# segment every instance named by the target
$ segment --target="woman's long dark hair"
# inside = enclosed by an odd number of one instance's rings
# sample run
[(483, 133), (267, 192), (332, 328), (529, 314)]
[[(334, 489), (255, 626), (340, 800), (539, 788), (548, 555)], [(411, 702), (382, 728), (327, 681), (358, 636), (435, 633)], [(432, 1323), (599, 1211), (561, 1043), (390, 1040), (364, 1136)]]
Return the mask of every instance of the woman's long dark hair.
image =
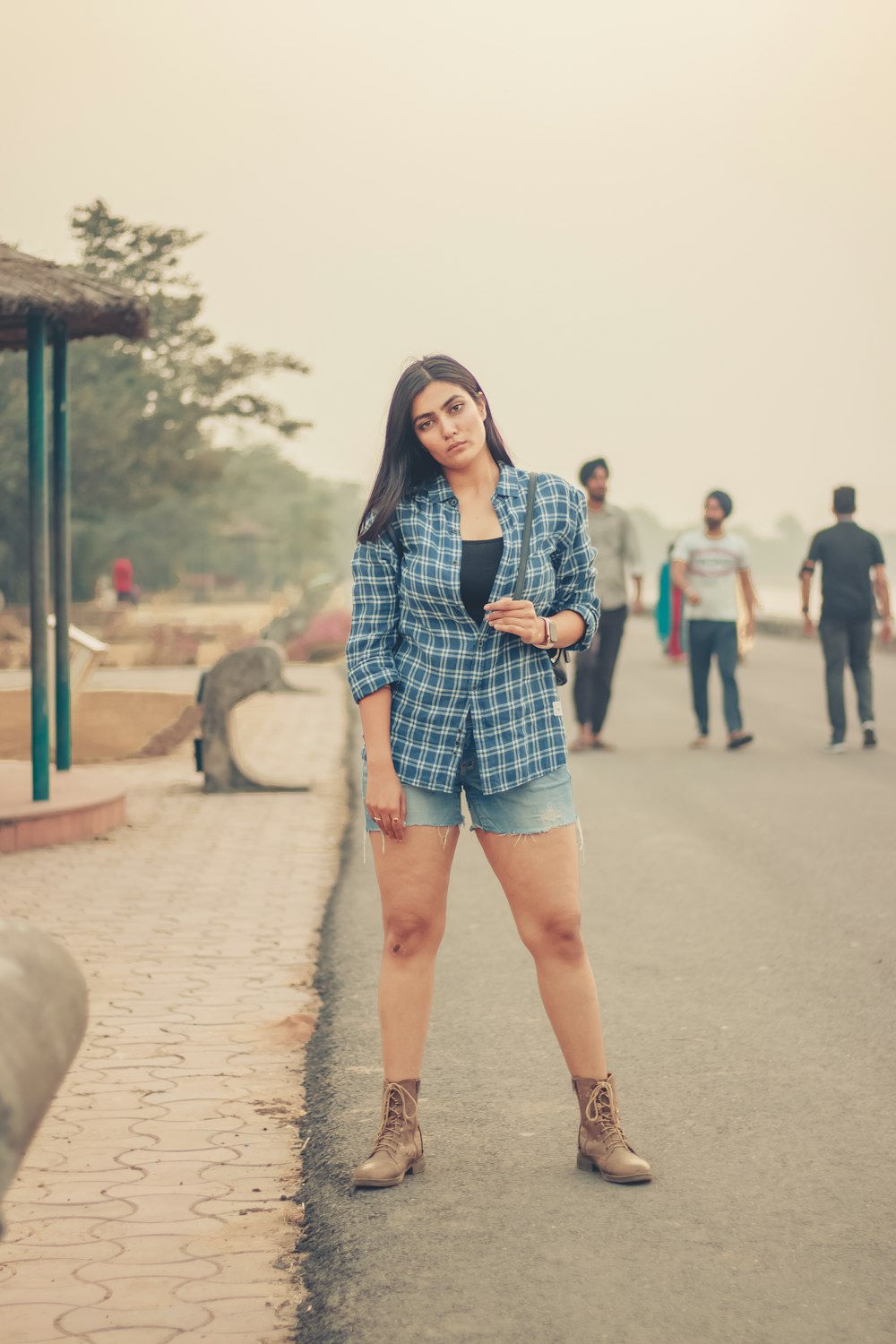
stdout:
[[(429, 383), (455, 383), (477, 401), (485, 401), (482, 388), (473, 374), (463, 368), (463, 364), (458, 364), (455, 359), (450, 359), (449, 355), (426, 355), (404, 370), (392, 392), (386, 421), (383, 457), (371, 497), (361, 513), (357, 528), (359, 542), (375, 542), (388, 526), (408, 491), (415, 485), (431, 481), (442, 470), (420, 444), (411, 419), (414, 399)], [(485, 444), (496, 462), (513, 465), (497, 425), (492, 419), (488, 402), (485, 403)]]

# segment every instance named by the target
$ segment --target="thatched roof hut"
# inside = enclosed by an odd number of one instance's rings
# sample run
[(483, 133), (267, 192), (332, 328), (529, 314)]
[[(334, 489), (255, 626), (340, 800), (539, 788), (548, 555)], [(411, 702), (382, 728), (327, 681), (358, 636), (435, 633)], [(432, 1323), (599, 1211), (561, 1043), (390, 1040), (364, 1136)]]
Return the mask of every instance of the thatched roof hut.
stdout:
[(145, 336), (149, 309), (105, 280), (0, 243), (0, 351), (24, 349), (28, 313), (64, 321), (69, 340)]

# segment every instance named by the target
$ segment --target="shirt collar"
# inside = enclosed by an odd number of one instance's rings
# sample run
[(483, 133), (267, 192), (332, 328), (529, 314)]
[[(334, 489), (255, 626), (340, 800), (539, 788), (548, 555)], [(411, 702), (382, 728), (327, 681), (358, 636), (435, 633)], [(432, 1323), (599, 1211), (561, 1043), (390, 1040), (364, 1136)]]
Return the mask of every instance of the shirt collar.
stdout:
[[(501, 462), (500, 473), (497, 485), (494, 487), (496, 495), (505, 495), (509, 499), (527, 495), (529, 488), (528, 472), (521, 472), (517, 466), (508, 466), (506, 462)], [(454, 497), (454, 491), (442, 472), (433, 477), (426, 488), (426, 493), (438, 503), (443, 503), (445, 500)]]

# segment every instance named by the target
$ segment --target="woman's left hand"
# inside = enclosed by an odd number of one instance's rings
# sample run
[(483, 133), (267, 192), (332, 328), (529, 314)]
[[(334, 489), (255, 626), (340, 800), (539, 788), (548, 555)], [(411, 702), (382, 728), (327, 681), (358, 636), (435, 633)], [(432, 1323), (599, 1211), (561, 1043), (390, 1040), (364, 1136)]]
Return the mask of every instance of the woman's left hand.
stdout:
[(502, 597), (486, 602), (485, 617), (493, 630), (516, 634), (524, 644), (544, 644), (544, 617), (536, 614), (531, 602)]

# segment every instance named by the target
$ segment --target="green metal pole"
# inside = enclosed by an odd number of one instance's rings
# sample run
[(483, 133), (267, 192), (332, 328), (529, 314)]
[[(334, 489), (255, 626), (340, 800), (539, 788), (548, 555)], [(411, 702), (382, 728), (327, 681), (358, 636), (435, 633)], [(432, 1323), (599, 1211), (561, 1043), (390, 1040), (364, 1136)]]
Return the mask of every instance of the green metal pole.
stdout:
[(50, 712), (47, 706), (47, 442), (43, 362), (47, 320), (28, 314), (28, 513), (31, 523), (31, 796), (50, 797)]
[(56, 613), (56, 770), (71, 769), (71, 461), (69, 457), (69, 332), (52, 333), (52, 586)]

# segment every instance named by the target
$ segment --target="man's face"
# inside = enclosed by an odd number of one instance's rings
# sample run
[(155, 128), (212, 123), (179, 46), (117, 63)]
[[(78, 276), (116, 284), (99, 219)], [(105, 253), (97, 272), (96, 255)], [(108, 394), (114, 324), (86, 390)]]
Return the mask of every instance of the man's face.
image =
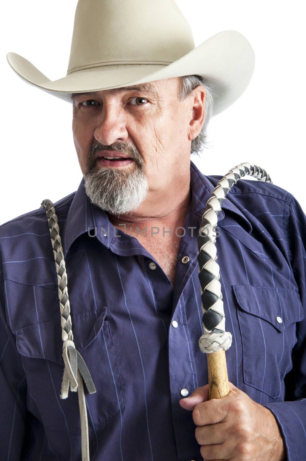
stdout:
[[(180, 81), (74, 95), (72, 130), (85, 189), (103, 209), (132, 213), (148, 192), (179, 188), (189, 175), (193, 104), (178, 100)], [(111, 156), (126, 160), (101, 158)]]

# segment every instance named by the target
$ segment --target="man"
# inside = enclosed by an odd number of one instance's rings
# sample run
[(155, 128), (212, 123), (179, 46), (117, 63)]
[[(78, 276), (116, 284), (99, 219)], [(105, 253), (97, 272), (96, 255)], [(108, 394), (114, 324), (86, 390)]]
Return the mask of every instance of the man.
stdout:
[[(83, 177), (54, 208), (71, 340), (96, 390), (85, 395), (90, 459), (301, 461), (306, 218), (277, 186), (238, 181), (218, 216), (220, 280), (233, 338), (226, 397), (208, 401), (206, 358), (197, 344), (203, 329), (197, 237), (221, 177), (201, 173), (190, 153), (205, 142), (210, 114), (243, 92), (253, 65), (251, 48), (240, 34), (225, 32), (224, 47), (231, 36), (232, 53), (221, 56), (223, 47), (215, 47), (224, 39), (212, 37), (195, 49), (197, 57), (209, 58), (196, 71), (186, 64), (194, 52), (186, 51), (188, 30), (174, 2), (141, 7), (127, 1), (120, 17), (115, 1), (91, 3), (78, 4), (63, 81), (50, 82), (24, 58), (8, 56), (26, 81), (73, 104)], [(174, 39), (158, 46), (168, 40), (166, 26), (177, 40), (185, 37), (185, 64), (162, 55), (176, 50)], [(122, 32), (129, 38), (124, 53), (126, 40), (115, 31), (123, 27), (129, 32)], [(135, 63), (142, 46), (150, 63), (143, 64), (145, 53)], [(152, 50), (160, 54), (153, 59)], [(169, 70), (176, 65), (177, 75)], [(114, 84), (101, 89), (95, 78)], [(59, 185), (67, 173), (59, 165)], [(59, 290), (44, 208), (1, 226), (0, 255), (3, 459), (79, 460), (78, 396), (59, 396)]]

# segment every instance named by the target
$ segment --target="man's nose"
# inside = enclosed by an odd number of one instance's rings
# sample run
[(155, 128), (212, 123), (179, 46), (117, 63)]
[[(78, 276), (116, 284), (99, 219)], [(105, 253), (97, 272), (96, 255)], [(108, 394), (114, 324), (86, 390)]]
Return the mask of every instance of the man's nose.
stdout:
[(129, 133), (124, 115), (115, 106), (105, 105), (94, 136), (97, 141), (105, 146), (126, 141)]

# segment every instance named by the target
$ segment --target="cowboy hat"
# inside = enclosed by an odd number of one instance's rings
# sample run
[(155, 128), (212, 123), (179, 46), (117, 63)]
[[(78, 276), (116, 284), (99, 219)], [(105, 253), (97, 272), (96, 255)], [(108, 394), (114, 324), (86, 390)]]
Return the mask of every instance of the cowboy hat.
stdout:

:: OBJECTIVE ::
All entries must be written out again exactly as given, with no pictures in the copy.

:: RESULT OF THIS EXERCISE ::
# segment every instance named by the target
$ segment --target="woman's long dark hair"
# inside = enclosed by an odd number of one instance's rings
# sample run
[(483, 133), (267, 192), (332, 328), (529, 314)]
[[(334, 489), (255, 626), (340, 800), (539, 788), (548, 555)], [(411, 702), (382, 728), (327, 681), (358, 636), (435, 633)], [(432, 1323), (599, 1211), (561, 1043), (390, 1040), (364, 1136)]]
Return the mask of every instance of the woman's long dark hair.
image =
stdout:
[[(429, 383), (455, 383), (477, 401), (485, 401), (482, 388), (473, 374), (463, 368), (463, 364), (458, 364), (455, 359), (450, 359), (449, 355), (426, 355), (404, 370), (392, 392), (386, 421), (383, 457), (371, 497), (361, 513), (357, 528), (359, 542), (375, 542), (388, 526), (408, 491), (415, 485), (431, 481), (442, 470), (420, 444), (411, 419), (414, 399)], [(485, 444), (496, 462), (513, 465), (497, 425), (492, 419), (488, 402), (485, 403)]]

# segment every instance named by the target
$ segment --target="thatched roof hut"
# inside = enclosed by an odd number of one instance's rings
# sample run
[(483, 133), (267, 192), (332, 328), (529, 314)]
[[(334, 489), (255, 626), (340, 800), (539, 788), (548, 555)], [(411, 702), (382, 728), (327, 681), (358, 636), (435, 633)], [(432, 1323), (599, 1211), (561, 1043), (390, 1040), (364, 1136)]]
Return the mask of every instance of the thatched roof hut.
stdout:
[(145, 336), (149, 309), (105, 280), (0, 243), (0, 351), (24, 349), (28, 313), (64, 321), (69, 340)]

# segment every instance named by the target
$ segment --target="shirt collar"
# inside = enclosed by an odd number of one instance's rings
# sample run
[(483, 133), (267, 192), (332, 328), (529, 314)]
[[(334, 489), (255, 626), (340, 800), (539, 788), (548, 555)], [(411, 702), (382, 728), (327, 681), (358, 636), (435, 633)], [(432, 1323), (599, 1211), (561, 1043), (390, 1040), (364, 1136)]]
Return the mask of every instance of the shirt collar.
stdout:
[[(501, 462), (500, 473), (497, 485), (494, 487), (496, 495), (505, 495), (509, 499), (527, 495), (529, 488), (528, 472), (521, 472), (517, 466), (508, 466), (506, 462)], [(454, 497), (454, 491), (442, 472), (433, 477), (426, 488), (426, 493), (438, 503), (443, 503), (445, 500)]]

# segment every instance named by the target
$ segment --target="woman's left hand"
# inside = enclosed by an odd number of one instance's rings
# sample run
[(483, 133), (267, 192), (332, 328), (529, 314)]
[[(334, 489), (255, 626), (340, 800), (539, 788), (548, 555)], [(411, 702), (382, 728), (327, 681), (358, 636), (435, 633)], [(432, 1323), (599, 1211), (561, 1043), (390, 1040), (364, 1136)]]
Return the mask of every instance of the woman's left hand.
stdout:
[(502, 597), (486, 602), (485, 617), (493, 630), (516, 634), (524, 644), (544, 644), (544, 617), (536, 614), (531, 602)]

# segment every instance named by the target
$ segment --target="green metal pole"
# inside = enclosed by an odd number of one instance's rings
# sample run
[(483, 133), (267, 192), (332, 328), (529, 314)]
[[(334, 489), (255, 626), (340, 800), (539, 788), (548, 555)], [(411, 702), (382, 728), (327, 681), (358, 636), (435, 633)], [(432, 1323), (599, 1211), (561, 1043), (390, 1040), (364, 1136)]]
Return the mask of every instance of the green metal pole.
stdout:
[(50, 712), (47, 706), (47, 442), (43, 362), (47, 320), (28, 314), (28, 513), (31, 523), (31, 796), (50, 797)]
[(56, 613), (56, 770), (71, 769), (71, 461), (69, 457), (69, 332), (52, 333), (52, 586)]

# segment every instance named by the target
$ segment --target="man's face"
# inside = enclosed by an odd number of one instance's rings
# sample run
[(155, 128), (212, 123), (179, 46), (117, 63)]
[[(78, 276), (116, 284), (99, 219)], [(105, 253), (97, 272), (96, 255)], [(108, 394), (114, 324), (86, 390)]]
Return the mask of every instance of the man's face.
image =
stdout:
[[(180, 81), (74, 95), (72, 130), (85, 189), (103, 209), (132, 213), (148, 192), (179, 188), (189, 175), (193, 104), (178, 100)], [(111, 156), (126, 160), (101, 158)]]

# segment every instance named by the target
$ segment --target="man"
# inside = enclosed by an odd number of one instance's rings
# sample run
[(155, 128), (212, 123), (179, 46), (117, 63)]
[[(78, 276), (116, 284), (99, 219)], [(105, 253), (97, 272), (96, 255)], [(108, 394), (114, 324), (86, 390)]]
Return the mask of every instance of the man.
stdout:
[[(83, 177), (54, 208), (71, 340), (96, 390), (85, 395), (90, 459), (301, 461), (306, 218), (277, 186), (238, 181), (218, 216), (220, 280), (233, 338), (226, 397), (208, 401), (206, 358), (197, 344), (203, 329), (197, 237), (221, 177), (201, 173), (190, 153), (205, 142), (210, 114), (243, 92), (253, 65), (251, 48), (240, 34), (225, 32), (224, 47), (231, 36), (232, 53), (221, 56), (223, 47), (215, 47), (224, 39), (212, 37), (195, 49), (197, 57), (209, 58), (196, 71), (186, 64), (194, 52), (186, 51), (188, 30), (174, 2), (141, 7), (127, 1), (120, 17), (115, 1), (91, 3), (78, 4), (63, 81), (50, 82), (24, 58), (8, 56), (26, 81), (73, 104)], [(174, 39), (158, 46), (168, 40), (166, 26), (177, 40), (185, 37), (185, 64), (162, 55), (176, 50)], [(122, 32), (129, 38), (124, 53), (126, 40), (115, 31), (123, 27), (129, 32)], [(135, 63), (142, 46), (150, 63), (143, 64), (145, 53)], [(152, 50), (160, 54), (153, 59)], [(169, 70), (176, 65), (177, 75)], [(114, 84), (101, 89), (95, 78)], [(59, 185), (67, 173), (59, 165)], [(59, 290), (44, 208), (1, 226), (0, 255), (3, 459), (79, 460), (78, 396), (59, 396)]]

# segment every instance named by the target
$ segment --target="man's nose"
# inside = enclosed by an odd number of one instance's rings
# sample run
[(155, 128), (212, 123), (179, 46), (117, 63)]
[[(78, 276), (116, 284), (99, 219)], [(105, 253), (97, 272), (96, 255)], [(108, 394), (114, 324), (86, 390)]]
Return the mask of every instance of the man's nose.
stdout:
[(129, 133), (124, 115), (115, 106), (105, 105), (94, 136), (97, 141), (105, 146), (126, 141)]

# segment every instance named by the target
$ segment --target="cowboy hat"
# inside = enclosed by an odd number of one instance's rings
# sample run
[(155, 128), (212, 123), (179, 46), (117, 63)]
[[(78, 276), (116, 284), (99, 219)], [(105, 253), (97, 272), (96, 255)], [(108, 394), (114, 324), (86, 390)]]
Return the mask of every instance of the cowboy hat.
stdout:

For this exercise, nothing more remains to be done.